◆ **Problem to solve**: The answer is to be the data that follows, transcribed exactly, minus its pictures.
#### Dataset excerpts ####
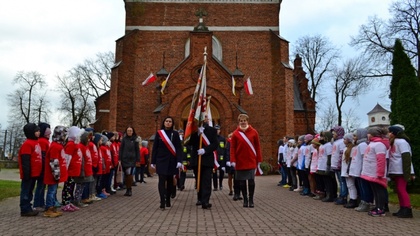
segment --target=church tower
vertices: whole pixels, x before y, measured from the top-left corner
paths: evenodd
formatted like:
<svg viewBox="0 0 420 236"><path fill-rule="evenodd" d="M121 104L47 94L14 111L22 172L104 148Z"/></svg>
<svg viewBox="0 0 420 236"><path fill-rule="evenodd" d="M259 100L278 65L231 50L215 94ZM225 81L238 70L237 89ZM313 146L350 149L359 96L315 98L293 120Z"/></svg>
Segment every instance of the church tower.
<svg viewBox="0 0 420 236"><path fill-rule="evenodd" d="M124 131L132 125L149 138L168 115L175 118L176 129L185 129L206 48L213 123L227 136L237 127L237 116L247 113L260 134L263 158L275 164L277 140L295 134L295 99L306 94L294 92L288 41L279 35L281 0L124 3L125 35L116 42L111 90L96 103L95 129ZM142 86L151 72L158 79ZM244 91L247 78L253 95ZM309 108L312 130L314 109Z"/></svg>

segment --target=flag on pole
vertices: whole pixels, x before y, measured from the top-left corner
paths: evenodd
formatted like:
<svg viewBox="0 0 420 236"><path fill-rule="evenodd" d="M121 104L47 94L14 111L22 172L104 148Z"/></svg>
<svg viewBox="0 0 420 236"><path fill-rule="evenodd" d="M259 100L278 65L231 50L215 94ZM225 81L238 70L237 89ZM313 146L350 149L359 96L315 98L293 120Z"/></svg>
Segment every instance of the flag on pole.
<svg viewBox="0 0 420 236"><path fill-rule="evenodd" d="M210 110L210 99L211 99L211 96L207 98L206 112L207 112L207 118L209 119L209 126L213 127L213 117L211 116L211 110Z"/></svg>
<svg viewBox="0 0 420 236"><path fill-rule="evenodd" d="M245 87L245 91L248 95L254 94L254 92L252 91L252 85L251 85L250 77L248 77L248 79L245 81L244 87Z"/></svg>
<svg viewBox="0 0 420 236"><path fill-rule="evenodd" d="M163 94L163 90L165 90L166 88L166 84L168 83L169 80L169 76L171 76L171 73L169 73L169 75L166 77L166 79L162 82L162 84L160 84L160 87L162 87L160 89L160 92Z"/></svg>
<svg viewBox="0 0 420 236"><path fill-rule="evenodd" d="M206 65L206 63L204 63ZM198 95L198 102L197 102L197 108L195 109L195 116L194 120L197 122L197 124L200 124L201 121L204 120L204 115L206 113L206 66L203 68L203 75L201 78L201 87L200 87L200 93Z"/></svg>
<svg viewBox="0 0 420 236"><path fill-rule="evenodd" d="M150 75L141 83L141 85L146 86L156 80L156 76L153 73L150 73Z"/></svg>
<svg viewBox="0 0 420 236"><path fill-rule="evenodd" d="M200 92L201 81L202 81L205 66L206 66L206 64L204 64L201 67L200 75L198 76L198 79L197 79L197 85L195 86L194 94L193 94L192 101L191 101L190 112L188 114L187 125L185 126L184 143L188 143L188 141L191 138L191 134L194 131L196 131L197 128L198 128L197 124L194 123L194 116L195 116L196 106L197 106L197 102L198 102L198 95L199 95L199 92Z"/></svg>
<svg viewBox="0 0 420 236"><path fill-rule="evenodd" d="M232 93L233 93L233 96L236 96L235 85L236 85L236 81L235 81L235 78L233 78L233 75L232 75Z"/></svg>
####
◆ **Task response**:
segment --target=church tower
vertices: whole pixels, x before y, measured from the top-left corner
paths: evenodd
formatted like:
<svg viewBox="0 0 420 236"><path fill-rule="evenodd" d="M121 104L47 94L14 111L22 172L104 148Z"/></svg>
<svg viewBox="0 0 420 236"><path fill-rule="evenodd" d="M259 100L278 65L231 50L215 94ZM225 81L238 70L237 89ZM313 146L350 149L359 96L315 98L293 120Z"/></svg>
Segment every instance of the church tower.
<svg viewBox="0 0 420 236"><path fill-rule="evenodd" d="M124 131L132 125L149 138L168 115L175 118L176 129L185 129L206 48L213 123L227 136L237 127L237 116L247 113L260 134L263 158L275 164L277 140L295 134L295 99L306 94L294 92L288 41L279 35L281 0L124 3L125 35L116 42L111 90L96 103L95 129ZM142 86L151 72L158 79ZM244 91L247 78L253 95ZM309 108L312 130L314 109Z"/></svg>

segment --target=flag on pole
vertices: whole pixels, x before y, measured from the top-left corner
paths: evenodd
formatted like:
<svg viewBox="0 0 420 236"><path fill-rule="evenodd" d="M121 104L47 94L14 111L22 172L104 148Z"/></svg>
<svg viewBox="0 0 420 236"><path fill-rule="evenodd" d="M259 100L278 65L231 50L215 94ZM225 81L238 70L237 89ZM313 146L350 149L359 96L315 98L293 120Z"/></svg>
Segment every instance of the flag on pole.
<svg viewBox="0 0 420 236"><path fill-rule="evenodd" d="M210 110L210 99L211 99L211 96L207 98L206 112L207 112L207 118L209 119L209 126L213 127L213 117L211 116L211 110Z"/></svg>
<svg viewBox="0 0 420 236"><path fill-rule="evenodd" d="M245 87L245 91L248 95L254 94L254 92L252 91L252 85L251 85L250 77L248 77L248 79L245 81L244 87Z"/></svg>
<svg viewBox="0 0 420 236"><path fill-rule="evenodd" d="M163 94L163 90L165 90L166 88L166 84L168 83L169 80L169 76L171 76L171 73L169 73L169 75L166 77L166 79L162 82L162 84L160 84L160 87L162 87L160 89L160 92Z"/></svg>
<svg viewBox="0 0 420 236"><path fill-rule="evenodd" d="M206 65L206 63L204 63ZM198 95L198 102L197 102L197 108L195 109L195 116L194 120L197 122L197 124L200 124L201 121L204 120L204 115L206 113L206 66L203 68L203 75L201 78L201 87L200 87L200 93Z"/></svg>
<svg viewBox="0 0 420 236"><path fill-rule="evenodd" d="M150 75L141 83L141 85L146 86L156 80L156 76L153 73L150 73Z"/></svg>
<svg viewBox="0 0 420 236"><path fill-rule="evenodd" d="M200 92L201 81L202 81L205 66L206 66L206 64L204 64L201 67L200 75L198 76L198 79L197 79L197 85L195 86L194 94L193 94L192 101L191 101L190 112L188 114L187 125L185 126L184 143L188 143L188 141L191 138L191 134L194 131L196 131L197 128L198 128L197 124L194 123L194 116L195 116L196 106L197 106L197 102L198 102L198 95L199 95L199 92Z"/></svg>
<svg viewBox="0 0 420 236"><path fill-rule="evenodd" d="M232 93L233 93L233 96L236 96L235 85L236 85L236 81L235 81L235 78L233 78L233 75L232 75Z"/></svg>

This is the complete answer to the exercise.